| Stated goal a |
Retype the passage of the regiment history below, starting with "The 180th Guards Fighter Aviation Regiment (180th" and going on through "Russian Air Force.", keeping every word the same.

| Document |
○ ○ ○ ○ ○
- Active: 1941–2002
- Country: Soviet Union; Russia;
- Branch: Soviet Air Forces; Soviet Air Defence Forces; Russian Air Defence Forces; Russian Air Force;
- Type: Air defence
- Garrison/HQ: Gromovo
- Engagements: World War II
- Decorations: Order of the Red Banner
- Battle honours: Volgograd; Stalingrad (removed);

Commanders
- Notable commanders: Alexey Kostenko

= 180th Guards Fighter Aviation Regiment PVO =

The 180th Guards Fighter Aviation Regiment (180th Guards IAP) was a military unit of the Red Army Air Force, which took part in the fighting of the Great Patriotic War, and then became part of the Russian Air Defence Forces and finally the Russian Air Force.

The regiment traced its heritage back to the 181st Fighter Aviation Regiment, which began forming just before the beginning of Operation Barbarossa, the German invasion of the Soviet Union. The regiment flew the Lavochkin-Gorbunov-Gudkov LaGG-3 and the Lavochkin La-5 fighters during the war and in mid-1944 was converted into the 180th Guards Fighter Aviation Regiment. Postwar, the regiment became an interceptor-equipped air defence unit, and during the Korean War it trained People's Liberation Army Air Force pilots while stationed in China. In 1952 it was moved west to Leningrad Oblast, and from 1953 to its 2002 disbandment the 180th Guards served as an air defence unit based at Gromovo.

== History ==

=== World War II ===
The 181st Fighter Aviation Regiment began forming on 24 May 1941 at Shatalovo air field near Pochinok, part of the Air Force of the Western Special Military District. As a result of the beginning of the German invasion of the Soviet Union on 22 June, the regiment was withdrawn to Rostov-on-Don, where it finished forming on 27 July, training with the 11th Reserve Fighter Aviation Regiment on the Lavochkin-Gorbunov-Gudkov LaGG-3 fighter. The new regiment was organized according to shtat 015/134. The 181st continued training there until 19 August, where it entered combat, directly subordinated to the Air Force of the Southern Front (VVS). On 24 August, the regiment became part of the Air Force of the Southwestern Front's 44th Fighter Aviation Division (IAD), which was transferred to the VVS Southern Front's Air Force of the 6th Army only three days later. The 181st was shifted to the VVS Southwestern Front' 64th Fighter Aviation Division on 7 September. On 1 January 1942, it was reorganized on the front according to shtat 015/174 at Novo-Astrakhan, Voroshilovgrad Oblast in eastern Ukraine. Between 10 February and 2 July, the regiment was assigned to the VVS 6th Army. It fought in the Second Battle of Kharkov.
○ ○ ○ ○ ○
| Stated goal b |
Gather each line in the entries below that contains the word "balloon".
○ ○ ○ ○ ○
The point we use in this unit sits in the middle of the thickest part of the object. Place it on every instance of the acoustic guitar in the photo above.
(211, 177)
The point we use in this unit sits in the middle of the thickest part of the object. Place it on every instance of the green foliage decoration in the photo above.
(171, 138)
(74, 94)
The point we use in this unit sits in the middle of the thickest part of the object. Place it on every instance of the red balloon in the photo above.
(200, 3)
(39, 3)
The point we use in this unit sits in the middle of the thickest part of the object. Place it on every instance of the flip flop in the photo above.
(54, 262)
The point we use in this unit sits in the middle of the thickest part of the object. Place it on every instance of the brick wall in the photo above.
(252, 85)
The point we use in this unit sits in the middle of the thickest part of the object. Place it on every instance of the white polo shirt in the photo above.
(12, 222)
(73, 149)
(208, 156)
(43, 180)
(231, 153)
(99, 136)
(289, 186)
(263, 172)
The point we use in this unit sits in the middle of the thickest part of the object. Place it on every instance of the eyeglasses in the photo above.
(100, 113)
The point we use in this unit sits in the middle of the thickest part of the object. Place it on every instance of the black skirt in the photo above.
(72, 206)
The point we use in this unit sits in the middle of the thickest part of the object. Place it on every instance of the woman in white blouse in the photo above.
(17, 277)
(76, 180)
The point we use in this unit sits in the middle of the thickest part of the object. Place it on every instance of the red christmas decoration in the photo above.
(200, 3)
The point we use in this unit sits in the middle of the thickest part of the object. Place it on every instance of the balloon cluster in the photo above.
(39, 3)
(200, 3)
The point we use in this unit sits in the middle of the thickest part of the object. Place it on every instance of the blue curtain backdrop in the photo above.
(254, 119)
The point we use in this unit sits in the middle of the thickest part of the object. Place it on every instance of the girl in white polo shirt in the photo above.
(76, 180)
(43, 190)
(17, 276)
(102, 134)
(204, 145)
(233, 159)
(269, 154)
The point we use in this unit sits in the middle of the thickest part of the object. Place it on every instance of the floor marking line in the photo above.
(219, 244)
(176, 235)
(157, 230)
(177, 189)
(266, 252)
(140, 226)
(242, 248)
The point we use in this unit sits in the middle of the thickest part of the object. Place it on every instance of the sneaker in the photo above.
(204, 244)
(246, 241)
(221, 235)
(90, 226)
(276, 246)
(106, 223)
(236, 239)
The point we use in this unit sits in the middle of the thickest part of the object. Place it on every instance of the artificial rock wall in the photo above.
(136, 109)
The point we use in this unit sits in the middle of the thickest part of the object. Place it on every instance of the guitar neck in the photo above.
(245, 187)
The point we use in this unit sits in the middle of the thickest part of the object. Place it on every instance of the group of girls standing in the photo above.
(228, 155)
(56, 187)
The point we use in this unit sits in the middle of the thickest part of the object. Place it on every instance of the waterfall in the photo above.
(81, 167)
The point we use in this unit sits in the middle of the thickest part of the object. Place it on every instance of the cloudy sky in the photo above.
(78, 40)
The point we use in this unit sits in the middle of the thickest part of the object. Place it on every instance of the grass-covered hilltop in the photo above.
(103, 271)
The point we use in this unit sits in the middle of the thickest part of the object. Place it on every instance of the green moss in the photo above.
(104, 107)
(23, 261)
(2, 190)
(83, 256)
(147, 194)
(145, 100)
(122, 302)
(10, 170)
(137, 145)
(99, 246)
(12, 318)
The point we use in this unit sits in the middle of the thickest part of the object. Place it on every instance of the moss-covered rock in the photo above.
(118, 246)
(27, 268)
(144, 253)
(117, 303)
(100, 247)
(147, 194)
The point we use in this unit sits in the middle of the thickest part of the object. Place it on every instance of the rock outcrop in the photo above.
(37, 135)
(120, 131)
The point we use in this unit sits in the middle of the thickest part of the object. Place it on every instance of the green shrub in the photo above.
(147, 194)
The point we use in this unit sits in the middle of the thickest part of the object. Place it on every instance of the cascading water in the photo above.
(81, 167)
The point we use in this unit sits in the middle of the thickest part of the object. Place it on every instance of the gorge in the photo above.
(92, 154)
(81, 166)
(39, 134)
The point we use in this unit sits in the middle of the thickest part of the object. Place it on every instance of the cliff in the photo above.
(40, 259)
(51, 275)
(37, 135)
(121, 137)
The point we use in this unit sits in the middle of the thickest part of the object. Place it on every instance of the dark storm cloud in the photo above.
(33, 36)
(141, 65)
○ ○ ○ ○ ○
| Output a |
The 180th Guards Fighter Aviation Regiment (180th Guards IAP) was a military unit of the Red Army Air Force, which took part in the fighting of the Great Patriotic War, and then became part of the Russian Air Defence Forces and finally the Russian Air Force.

| Output b |
The point we use in this unit sits in the middle of the thickest part of the object. Place it on every instance of the red balloon in the photo above.
The point we use in this unit sits in the middle of the thickest part of the object. Place it on every instance of the balloon cluster in the photo above.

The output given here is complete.